* _Stated goal_
Which lines in the items below contain the word "chair"? Copy each of those lines.

[Begin]

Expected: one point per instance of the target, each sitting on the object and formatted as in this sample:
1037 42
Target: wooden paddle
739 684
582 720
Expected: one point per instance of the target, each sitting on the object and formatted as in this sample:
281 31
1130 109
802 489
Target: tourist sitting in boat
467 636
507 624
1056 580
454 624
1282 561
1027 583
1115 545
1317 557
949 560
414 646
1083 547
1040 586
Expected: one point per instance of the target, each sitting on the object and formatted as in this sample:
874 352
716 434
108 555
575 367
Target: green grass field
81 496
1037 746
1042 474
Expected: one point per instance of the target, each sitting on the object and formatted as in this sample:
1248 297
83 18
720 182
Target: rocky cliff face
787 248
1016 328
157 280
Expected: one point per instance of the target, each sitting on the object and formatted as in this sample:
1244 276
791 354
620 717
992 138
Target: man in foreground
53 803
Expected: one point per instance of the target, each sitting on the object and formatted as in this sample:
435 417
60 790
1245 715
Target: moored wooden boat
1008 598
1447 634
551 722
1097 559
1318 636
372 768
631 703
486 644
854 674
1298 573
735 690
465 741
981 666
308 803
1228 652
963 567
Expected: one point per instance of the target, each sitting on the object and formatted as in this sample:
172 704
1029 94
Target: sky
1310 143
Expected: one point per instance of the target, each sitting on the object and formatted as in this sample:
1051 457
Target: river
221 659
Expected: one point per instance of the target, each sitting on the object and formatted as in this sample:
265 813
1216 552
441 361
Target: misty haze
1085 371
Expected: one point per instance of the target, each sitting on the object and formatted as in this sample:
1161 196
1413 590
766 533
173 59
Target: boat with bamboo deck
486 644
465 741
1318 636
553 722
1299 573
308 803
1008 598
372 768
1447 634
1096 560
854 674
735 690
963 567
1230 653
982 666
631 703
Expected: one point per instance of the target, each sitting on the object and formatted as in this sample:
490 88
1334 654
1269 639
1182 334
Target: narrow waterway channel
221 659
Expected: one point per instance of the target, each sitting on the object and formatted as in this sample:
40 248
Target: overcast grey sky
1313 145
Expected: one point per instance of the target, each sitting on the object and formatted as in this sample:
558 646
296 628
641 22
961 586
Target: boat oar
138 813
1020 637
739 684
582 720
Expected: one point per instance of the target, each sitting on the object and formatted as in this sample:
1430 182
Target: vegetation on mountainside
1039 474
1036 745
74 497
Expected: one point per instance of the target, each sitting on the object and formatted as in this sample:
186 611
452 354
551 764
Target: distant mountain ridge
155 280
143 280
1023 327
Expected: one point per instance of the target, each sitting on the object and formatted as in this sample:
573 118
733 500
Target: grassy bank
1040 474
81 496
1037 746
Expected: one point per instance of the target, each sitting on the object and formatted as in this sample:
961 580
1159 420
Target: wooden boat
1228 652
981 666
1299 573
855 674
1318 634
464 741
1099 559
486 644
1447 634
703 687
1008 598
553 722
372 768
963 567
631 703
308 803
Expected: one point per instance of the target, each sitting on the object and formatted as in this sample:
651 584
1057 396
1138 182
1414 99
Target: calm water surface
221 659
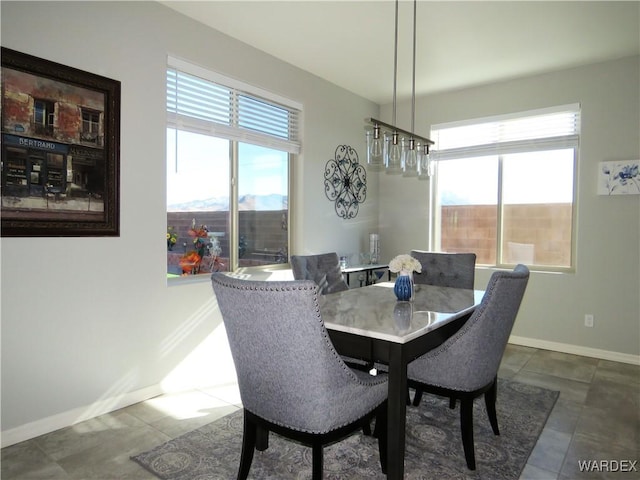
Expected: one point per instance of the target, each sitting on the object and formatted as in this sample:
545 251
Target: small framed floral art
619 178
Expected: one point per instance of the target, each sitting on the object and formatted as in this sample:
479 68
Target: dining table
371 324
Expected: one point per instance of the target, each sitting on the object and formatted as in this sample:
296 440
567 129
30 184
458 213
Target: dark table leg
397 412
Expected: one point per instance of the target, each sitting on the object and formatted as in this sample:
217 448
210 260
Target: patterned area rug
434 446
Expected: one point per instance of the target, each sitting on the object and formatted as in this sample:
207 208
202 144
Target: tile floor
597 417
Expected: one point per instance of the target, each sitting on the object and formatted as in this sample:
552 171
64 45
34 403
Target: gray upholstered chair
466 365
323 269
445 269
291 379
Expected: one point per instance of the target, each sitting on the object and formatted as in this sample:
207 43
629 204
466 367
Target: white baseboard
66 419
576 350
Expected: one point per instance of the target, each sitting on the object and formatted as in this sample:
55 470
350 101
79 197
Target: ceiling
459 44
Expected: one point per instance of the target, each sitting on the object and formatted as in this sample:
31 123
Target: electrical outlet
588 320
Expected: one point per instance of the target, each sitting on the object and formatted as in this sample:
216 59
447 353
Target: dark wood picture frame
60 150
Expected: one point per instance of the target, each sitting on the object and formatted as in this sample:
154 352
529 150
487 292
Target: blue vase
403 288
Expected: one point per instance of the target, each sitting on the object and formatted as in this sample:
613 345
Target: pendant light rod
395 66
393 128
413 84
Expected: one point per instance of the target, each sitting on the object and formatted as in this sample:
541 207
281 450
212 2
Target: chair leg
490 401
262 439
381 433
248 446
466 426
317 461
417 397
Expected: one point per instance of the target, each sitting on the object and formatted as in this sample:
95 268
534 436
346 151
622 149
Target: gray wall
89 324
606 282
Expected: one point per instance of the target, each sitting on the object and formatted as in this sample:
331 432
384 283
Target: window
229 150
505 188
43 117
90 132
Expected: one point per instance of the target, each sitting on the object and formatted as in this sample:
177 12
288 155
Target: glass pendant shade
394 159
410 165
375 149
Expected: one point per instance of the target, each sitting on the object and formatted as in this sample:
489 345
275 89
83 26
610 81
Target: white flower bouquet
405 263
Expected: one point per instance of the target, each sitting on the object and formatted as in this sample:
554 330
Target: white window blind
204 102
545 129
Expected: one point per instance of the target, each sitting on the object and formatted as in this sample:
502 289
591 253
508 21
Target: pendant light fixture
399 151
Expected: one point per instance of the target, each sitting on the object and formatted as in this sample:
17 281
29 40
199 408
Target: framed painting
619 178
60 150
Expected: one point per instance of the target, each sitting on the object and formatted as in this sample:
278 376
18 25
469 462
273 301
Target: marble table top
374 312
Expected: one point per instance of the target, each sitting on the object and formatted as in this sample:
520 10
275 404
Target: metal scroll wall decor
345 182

[End]
[Begin]

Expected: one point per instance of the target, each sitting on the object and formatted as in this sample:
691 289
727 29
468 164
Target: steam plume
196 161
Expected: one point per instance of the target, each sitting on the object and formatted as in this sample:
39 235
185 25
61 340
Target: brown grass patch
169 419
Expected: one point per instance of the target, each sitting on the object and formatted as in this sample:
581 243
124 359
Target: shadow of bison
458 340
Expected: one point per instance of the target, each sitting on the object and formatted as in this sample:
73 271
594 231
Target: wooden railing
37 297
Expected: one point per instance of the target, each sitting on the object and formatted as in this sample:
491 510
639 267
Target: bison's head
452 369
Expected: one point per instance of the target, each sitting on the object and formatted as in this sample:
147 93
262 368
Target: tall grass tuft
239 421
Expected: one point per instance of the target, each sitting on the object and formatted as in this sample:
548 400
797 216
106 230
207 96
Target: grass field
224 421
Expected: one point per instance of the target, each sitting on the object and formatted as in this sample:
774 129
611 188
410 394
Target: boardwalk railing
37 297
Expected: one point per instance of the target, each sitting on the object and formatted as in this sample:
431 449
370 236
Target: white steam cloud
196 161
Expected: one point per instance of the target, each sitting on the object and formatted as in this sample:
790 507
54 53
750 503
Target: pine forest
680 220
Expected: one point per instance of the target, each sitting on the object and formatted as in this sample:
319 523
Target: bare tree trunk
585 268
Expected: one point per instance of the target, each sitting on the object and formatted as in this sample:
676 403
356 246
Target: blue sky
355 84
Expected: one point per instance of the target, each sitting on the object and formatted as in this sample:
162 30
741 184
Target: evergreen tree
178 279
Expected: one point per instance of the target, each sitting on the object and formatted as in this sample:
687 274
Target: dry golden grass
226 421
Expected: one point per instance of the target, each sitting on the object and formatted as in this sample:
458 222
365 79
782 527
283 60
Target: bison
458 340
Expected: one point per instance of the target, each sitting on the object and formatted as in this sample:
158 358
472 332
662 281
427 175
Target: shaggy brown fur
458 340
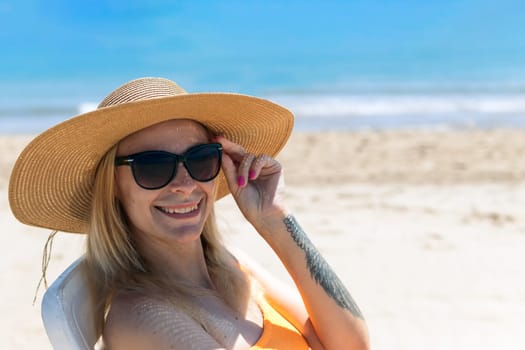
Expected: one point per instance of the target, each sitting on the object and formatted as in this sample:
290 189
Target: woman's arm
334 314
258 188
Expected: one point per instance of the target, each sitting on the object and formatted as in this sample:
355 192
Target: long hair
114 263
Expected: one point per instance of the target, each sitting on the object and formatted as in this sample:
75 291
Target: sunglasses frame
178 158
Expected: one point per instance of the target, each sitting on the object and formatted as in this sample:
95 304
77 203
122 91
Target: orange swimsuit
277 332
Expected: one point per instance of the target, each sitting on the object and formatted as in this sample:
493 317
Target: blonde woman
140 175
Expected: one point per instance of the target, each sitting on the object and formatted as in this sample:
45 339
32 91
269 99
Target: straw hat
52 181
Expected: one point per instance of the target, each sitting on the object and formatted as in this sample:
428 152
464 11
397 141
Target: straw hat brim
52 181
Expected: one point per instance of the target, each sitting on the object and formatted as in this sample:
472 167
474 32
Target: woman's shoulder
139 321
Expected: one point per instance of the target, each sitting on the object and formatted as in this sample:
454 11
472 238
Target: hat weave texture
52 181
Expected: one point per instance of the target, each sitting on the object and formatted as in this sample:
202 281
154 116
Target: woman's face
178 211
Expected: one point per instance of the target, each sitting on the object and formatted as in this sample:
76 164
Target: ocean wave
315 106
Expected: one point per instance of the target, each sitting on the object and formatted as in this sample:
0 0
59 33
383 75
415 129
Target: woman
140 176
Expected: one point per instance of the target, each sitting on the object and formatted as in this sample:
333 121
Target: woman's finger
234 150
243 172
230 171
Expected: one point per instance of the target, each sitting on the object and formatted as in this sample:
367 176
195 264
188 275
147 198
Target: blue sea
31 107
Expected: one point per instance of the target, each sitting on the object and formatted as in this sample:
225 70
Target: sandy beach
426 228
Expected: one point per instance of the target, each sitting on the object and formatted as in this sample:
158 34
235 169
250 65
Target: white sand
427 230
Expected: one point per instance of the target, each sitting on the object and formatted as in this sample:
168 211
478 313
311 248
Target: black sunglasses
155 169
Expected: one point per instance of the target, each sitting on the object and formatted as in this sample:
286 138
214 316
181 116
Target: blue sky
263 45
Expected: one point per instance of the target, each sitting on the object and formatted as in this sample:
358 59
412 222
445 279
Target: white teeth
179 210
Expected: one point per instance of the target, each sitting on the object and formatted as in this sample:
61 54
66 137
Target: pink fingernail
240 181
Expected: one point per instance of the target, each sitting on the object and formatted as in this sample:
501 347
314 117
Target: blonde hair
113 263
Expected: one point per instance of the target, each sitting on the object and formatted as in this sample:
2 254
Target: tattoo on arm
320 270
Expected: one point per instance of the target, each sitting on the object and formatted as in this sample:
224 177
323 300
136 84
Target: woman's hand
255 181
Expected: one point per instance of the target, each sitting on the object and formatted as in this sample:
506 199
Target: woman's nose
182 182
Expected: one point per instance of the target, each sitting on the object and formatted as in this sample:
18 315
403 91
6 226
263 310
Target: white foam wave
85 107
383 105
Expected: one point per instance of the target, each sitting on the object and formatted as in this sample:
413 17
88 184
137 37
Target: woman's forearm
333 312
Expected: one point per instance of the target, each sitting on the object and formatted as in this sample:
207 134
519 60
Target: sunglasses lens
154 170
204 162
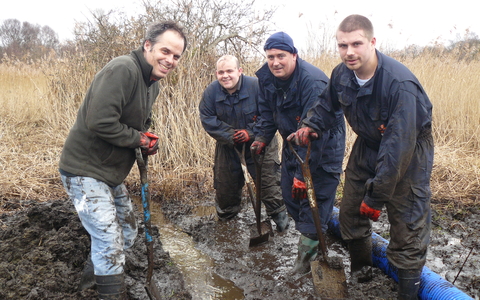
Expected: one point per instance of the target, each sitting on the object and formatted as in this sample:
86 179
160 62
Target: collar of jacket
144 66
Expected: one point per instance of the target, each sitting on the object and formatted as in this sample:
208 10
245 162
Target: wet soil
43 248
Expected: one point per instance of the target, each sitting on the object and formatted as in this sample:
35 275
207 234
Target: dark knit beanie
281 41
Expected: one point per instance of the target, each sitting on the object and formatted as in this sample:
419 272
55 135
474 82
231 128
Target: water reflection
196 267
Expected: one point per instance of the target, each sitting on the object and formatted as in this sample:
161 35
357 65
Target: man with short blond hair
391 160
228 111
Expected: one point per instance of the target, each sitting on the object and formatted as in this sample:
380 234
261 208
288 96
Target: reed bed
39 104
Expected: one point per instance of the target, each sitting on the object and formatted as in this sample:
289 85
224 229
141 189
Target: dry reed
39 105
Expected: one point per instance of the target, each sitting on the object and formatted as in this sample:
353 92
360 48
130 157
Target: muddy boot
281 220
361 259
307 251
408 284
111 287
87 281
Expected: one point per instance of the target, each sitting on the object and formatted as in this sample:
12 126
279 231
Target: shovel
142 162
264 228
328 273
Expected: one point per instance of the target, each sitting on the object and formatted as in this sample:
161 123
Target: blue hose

[End]

* _Reply to the exercise_
Target: gray upholstered chair
Target: chair leg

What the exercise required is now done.